Quoted text:
## start

Police shootings: As the Los Angeles Police Department adopted a new policy in 2017 to reduce the number of police shootings, the number of incidents increased 10% compared with 2016, according to a comprehensive report on use of force released Tuesday. Los Angeles Times

Walking the block: A day after Mayor Eric Garcetti selected LAPD veteran Michel Moore to be the new chief, the two took a community walk near Echo Park Lake. Los Angeles Times

Ch-ch-changes: Decades ago, when Baldwin Hills Crenshaw Plaza opened its doors, its developer was determined to show that a shopping mall could prosper in a black neighborhood. Now a new owner is pushing, once again, to prove it can thrive — this time in the digital era. Los Angeles Times


Big story: “Border agents and child welfare workers are running out of space to shelter children who have been separated from their parents at the U.S. border as part of the Trump administration’s new ‘zero tolerance’ policy.’” NBC News

Plus: Caught between Americas, asylum seekers are in limbo on a bridge over the Rio Grande. Los Angeles Times

DACA showdown: “An internal GOP dispute over how to provide legal status to Dreamers has emerged as the biggest flashpoint among Republicans as they struggle to resolve an intra-party clash over DACA.” Politico


Slow down: Lime, Bird, and Spin, start-ups that have delighted and infuriated San Franciscans with their scooter-sharing services, have pulled their vehicles from the streets while they apply for permits to operate.” Bloomberg

Big settlements: Los Angeles will pay up to $14 million to settle lawsuits over a deadly Venice Beach boardwalk crash. Los Angeles Times


In NYC: Harvey Weinstein has pleaded not guilty to charges stemming from a pair of alleged sexual assaults in New York City. Los Angeles Times

Sentenced: A former Monterey Park police officer convicted of sexually assaulting three women during traffic stops was sentenced Tuesday to nearly eight years in prison and required to register as a sex offender. Los Angeles Times

In Palo Alto: Here is the story of Brock Turner’s twisted legacy — and a Stanford professor’s relentless pursuit of justice. Huffington Post


Trouble in paradise: As “Solo: A Star Wars Story” sputters at the box office, some are nervous about Disney’s “Star Wars” future. Los Angeles Times

A board fight: A vote to kick Tesla Chairman and Chief Executive Elon Musk out of his chairman’s seat failed at Tesla’s annual shareholder meeting Tuesday. So did a push to reject three board members who were up for reelection. Los Angeles Times

RIP: Kate Spade, a designer best known for her simple, colorful handbags, which became favored accessories of professional women in the 1990s, was found dead at her home in Manhattan. Los Angeles Times

Uh-oh: Facebook has data-sharing partnerships with at least four Chinese electronics companies, including a manufacturing giant that has a close relationship with China’s government. New York Times

Transitions: Bill Davis, the public radio executive who oversaw the transformation of KPCC from a small college-run station into one of Southern California’s largest news organizations, announced Tuesday that he plans to step aside sometime in the next 18 months. KPCC


Los Angeles area: Partly cloudy, 73, Wednesday. Partly cloudy, 74, Thursday. San Diego: Partly cloudy, 69, Wednesday and Thursday. San Francisco area: Cloudy, 59, Wednesday. Partly cloudy, 60, Thursday. Sacramento: Partly cloudy, 80, Wednesday. Partly cloudy, 81, Thursday. More weather is here.

## end

Recorded information:
## start

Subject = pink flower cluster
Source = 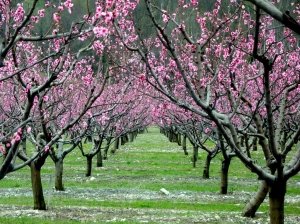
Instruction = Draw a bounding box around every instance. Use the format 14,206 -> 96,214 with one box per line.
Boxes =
14,3 -> 25,23
64,0 -> 73,13
93,27 -> 108,38
10,128 -> 23,145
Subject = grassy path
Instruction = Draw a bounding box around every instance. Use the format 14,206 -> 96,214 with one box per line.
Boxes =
0,127 -> 300,224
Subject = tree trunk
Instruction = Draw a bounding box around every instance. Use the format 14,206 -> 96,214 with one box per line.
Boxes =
269,180 -> 286,224
181,135 -> 188,155
128,132 -> 134,142
19,136 -> 27,155
243,181 -> 269,218
110,137 -> 120,154
177,134 -> 181,146
103,138 -> 112,160
30,161 -> 47,210
192,146 -> 199,168
55,158 -> 65,191
97,149 -> 103,167
85,156 -> 93,177
203,153 -> 212,179
220,158 -> 231,194
252,137 -> 257,151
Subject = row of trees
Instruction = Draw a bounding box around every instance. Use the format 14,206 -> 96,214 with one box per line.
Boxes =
119,0 -> 300,223
0,0 -> 300,224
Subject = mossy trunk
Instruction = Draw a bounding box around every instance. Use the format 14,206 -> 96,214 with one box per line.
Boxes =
220,158 -> 231,194
55,158 -> 65,191
252,137 -> 257,151
96,149 -> 103,167
110,137 -> 120,154
243,181 -> 269,218
177,134 -> 181,146
30,161 -> 47,210
128,132 -> 134,142
192,146 -> 199,168
20,137 -> 27,155
103,138 -> 112,160
269,180 -> 286,224
121,135 -> 128,145
85,156 -> 93,177
203,153 -> 212,179
181,135 -> 188,155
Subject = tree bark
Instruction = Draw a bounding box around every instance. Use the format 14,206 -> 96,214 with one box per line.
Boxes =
269,180 -> 286,224
220,158 -> 231,194
242,181 -> 269,218
128,132 -> 134,142
203,153 -> 212,179
97,149 -> 103,167
55,158 -> 65,191
85,156 -> 93,177
30,162 -> 47,210
110,137 -> 120,154
177,133 -> 181,146
252,137 -> 257,151
181,135 -> 188,155
103,138 -> 112,160
192,146 -> 199,168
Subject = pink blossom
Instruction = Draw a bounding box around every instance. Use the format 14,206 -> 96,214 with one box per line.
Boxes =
64,0 -> 73,13
0,145 -> 6,155
14,3 -> 25,22
53,12 -> 61,24
38,9 -> 45,17
93,27 -> 108,38
43,95 -> 49,102
44,145 -> 50,152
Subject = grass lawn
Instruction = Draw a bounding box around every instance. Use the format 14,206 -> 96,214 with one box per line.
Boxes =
0,127 -> 300,224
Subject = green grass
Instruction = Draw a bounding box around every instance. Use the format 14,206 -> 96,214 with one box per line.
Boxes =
0,127 -> 300,224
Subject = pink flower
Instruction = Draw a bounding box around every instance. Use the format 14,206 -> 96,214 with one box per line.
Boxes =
93,27 -> 108,38
38,9 -> 45,17
64,0 -> 73,13
26,127 -> 31,134
53,12 -> 61,24
43,96 -> 49,102
44,145 -> 50,152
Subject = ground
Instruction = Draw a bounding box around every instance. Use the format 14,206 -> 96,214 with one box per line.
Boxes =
0,127 -> 300,224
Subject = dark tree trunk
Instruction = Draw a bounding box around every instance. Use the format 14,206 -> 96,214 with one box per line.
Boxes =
192,146 -> 199,168
110,137 -> 120,154
19,137 -> 27,154
269,180 -> 286,224
252,137 -> 257,151
177,134 -> 181,146
243,181 -> 269,218
128,132 -> 134,142
30,162 -> 47,210
203,153 -> 212,179
121,135 -> 128,145
85,156 -> 93,177
55,158 -> 65,191
97,149 -> 103,167
220,158 -> 231,194
103,138 -> 112,160
181,135 -> 188,155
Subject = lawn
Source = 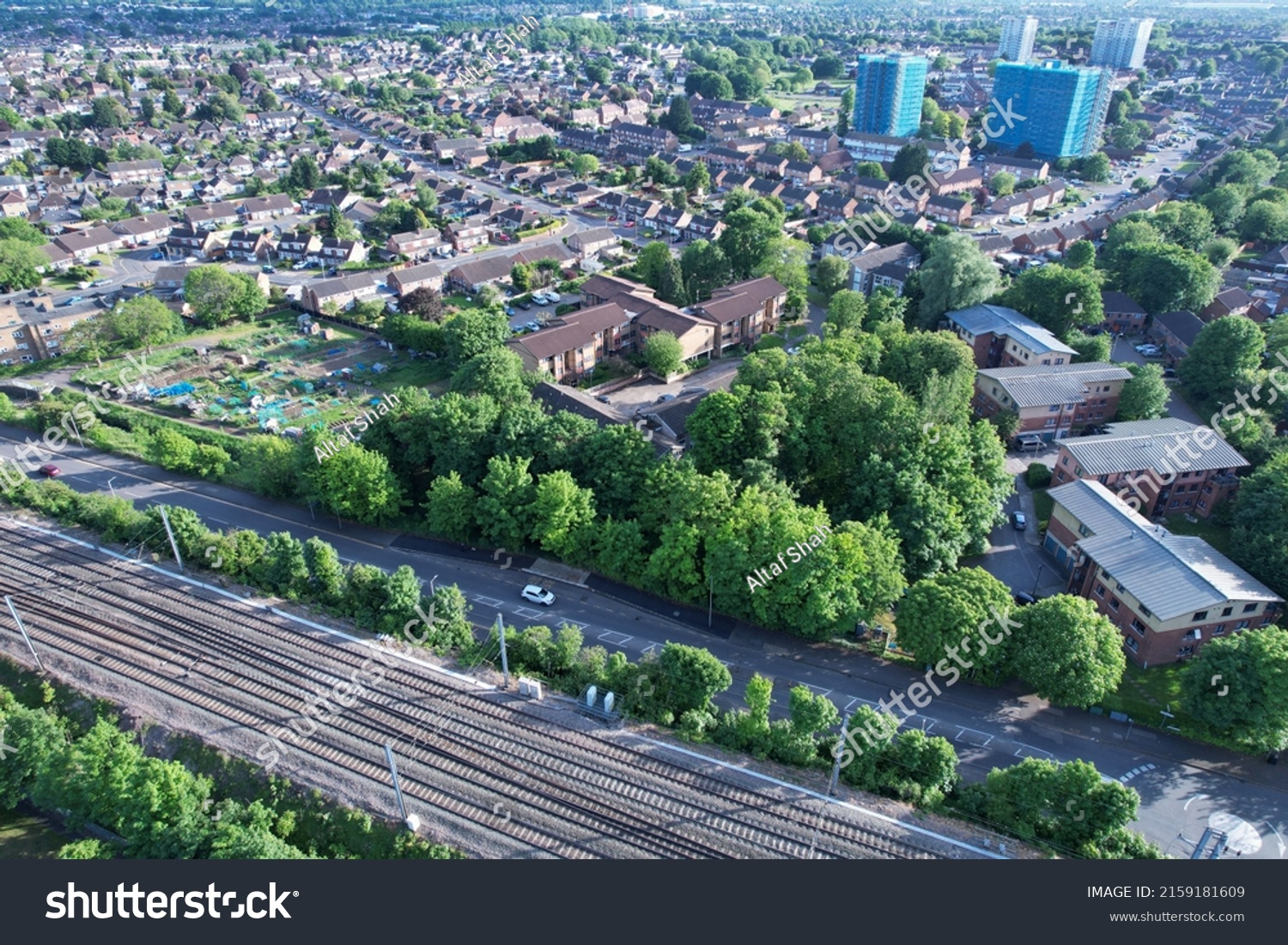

## end

Brief A:
Write out the news roundup word for word, from "Los Angeles area: Partly" up to and including "weather is here.".
Brief B:
According to the news roundup, how much will Los Angeles pay to settle lawsuits over the deadly Venice Beach boardwalk crash?
The entries play no part in what follows.

Expected output A:
Los Angeles area: Partly cloudy, 73, Wednesday. Partly cloudy, 74, Thursday. San Diego: Partly cloudy, 69, Wednesday and Thursday. San Francisco area: Cloudy, 59, Wednesday. Partly cloudy, 60, Thursday. Sacramento: Partly cloudy, 80, Wednesday. Partly cloudy, 81, Thursday. More weather is here.

Expected output B:
Up to $14 million.